Activity list:
A) According to the essay on DOMA and Proposition 8, how long has the writer had two partners?
B) Copy the passage from the essay on DOMA and Proposition 8 that starts with the words "Here’s where I" and ends after "his partner died.".
C) From the paragraph beginning "Here’s where I come out" in the essay on DOMA and Proposition 8, list each person or pair of people the writer says they live with or are close to.

Study text:
--- START ---

DOMA should never have been passed. Proposition 8 is a hateful law. I am for neither of these. Love will out and both of these try to place strictures upon love. On the other hand, for me, the fight is simultaneously much larger and more subtle. Striking down DOMA and Prop 8 is not nearly enough. Allowing the US or state governments to decree what sorts of rights we have in our personal relationships doesn’t sit right with me, not just for personal reasons, but for political ones, too.
Here’s where I come out: I have two partners and have for 9 years. We live in community with a housemate who is a friend. There is also a woman who is beloved to me, though we don’t live in partnership. My partners and I talk sometimes about what sorts of legal documents we might need if one of us ended up seriously injured. What would be legally binding enough to allow us all visitation rights in a hospital, for example? We’ve heard the horror stories like the man locked out of the hospital room by the homophobic family of his beloved. He sat in the parking lot as his partner died.
Friends of mine are raising one another’s children as their own, yet have no automatic legal rights around their care in case of emergencies.
I personally know someone who cared for his partner for years as she struggled with ever more debilitating diseases. They thought they had done everything correctly. They had all the legal paperwork, including power of attorney. He was with her up until she died. The nursing facility would not release her body to him because they had never married. He loved, cherished, and cared for her for years, but it wasn’t enough. He had to fight for the right to bury her.

--- END ---

Excerpted records:

--- START ---

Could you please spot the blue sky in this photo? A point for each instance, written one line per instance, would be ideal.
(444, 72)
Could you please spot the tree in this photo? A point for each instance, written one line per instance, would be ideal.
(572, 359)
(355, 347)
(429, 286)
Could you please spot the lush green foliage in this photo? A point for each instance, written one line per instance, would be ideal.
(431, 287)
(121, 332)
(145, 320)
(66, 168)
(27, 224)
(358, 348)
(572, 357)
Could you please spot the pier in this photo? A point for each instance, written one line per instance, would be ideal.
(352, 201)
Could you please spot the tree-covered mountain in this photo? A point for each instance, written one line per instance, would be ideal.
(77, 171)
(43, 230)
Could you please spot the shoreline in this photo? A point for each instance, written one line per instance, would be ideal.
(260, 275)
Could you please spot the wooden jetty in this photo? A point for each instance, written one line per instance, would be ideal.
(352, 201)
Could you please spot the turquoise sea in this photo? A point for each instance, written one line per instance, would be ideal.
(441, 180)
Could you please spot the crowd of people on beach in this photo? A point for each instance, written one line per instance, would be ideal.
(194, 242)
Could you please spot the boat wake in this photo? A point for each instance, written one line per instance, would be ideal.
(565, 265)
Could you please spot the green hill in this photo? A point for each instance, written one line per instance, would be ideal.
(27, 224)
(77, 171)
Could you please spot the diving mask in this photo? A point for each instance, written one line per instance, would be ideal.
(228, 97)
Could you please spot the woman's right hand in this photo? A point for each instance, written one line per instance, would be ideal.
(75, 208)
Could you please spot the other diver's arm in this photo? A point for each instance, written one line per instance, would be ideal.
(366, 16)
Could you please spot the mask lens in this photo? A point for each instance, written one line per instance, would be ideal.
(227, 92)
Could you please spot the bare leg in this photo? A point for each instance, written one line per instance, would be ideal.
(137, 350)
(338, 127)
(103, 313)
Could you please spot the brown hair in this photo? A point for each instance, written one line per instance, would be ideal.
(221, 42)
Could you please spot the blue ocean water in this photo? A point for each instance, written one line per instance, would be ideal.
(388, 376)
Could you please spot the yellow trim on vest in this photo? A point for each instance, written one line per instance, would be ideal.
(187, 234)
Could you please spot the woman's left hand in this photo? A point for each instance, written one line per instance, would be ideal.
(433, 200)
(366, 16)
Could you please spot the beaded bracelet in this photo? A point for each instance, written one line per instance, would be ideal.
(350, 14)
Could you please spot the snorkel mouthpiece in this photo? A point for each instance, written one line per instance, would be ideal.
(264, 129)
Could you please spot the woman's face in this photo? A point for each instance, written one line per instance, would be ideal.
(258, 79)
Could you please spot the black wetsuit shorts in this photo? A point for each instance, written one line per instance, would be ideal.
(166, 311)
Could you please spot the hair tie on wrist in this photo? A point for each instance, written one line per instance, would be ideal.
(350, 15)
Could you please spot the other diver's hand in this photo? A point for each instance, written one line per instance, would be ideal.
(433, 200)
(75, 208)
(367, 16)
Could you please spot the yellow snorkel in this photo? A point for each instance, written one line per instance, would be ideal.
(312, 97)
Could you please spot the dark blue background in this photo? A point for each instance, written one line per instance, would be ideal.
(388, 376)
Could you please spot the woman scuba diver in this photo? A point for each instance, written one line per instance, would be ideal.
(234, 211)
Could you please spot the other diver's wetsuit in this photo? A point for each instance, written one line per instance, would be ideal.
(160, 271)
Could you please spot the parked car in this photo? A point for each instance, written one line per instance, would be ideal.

--- END ---

Written responses:
A) Nine years.

B)
Here’s where I come out: I have two partners and have for 9 years. We live in community with a housemate who is a friend. There is also a woman who is beloved to me, though we don’t live in partnership. My partners and I talk sometimes about what sorts of legal documents we might need if one of us ended up seriously injured. What would be legally binding enough to allow us all visitation rights in a hospital, for example? We’ve heard the horror stories like the man locked out of the hospital room by the homophobic family of his beloved. He sat in the parking lot as his partner died.

C)
- Two partners
- A housemate who is a friend
- A woman who is beloved to the writer, though they don't live in partnership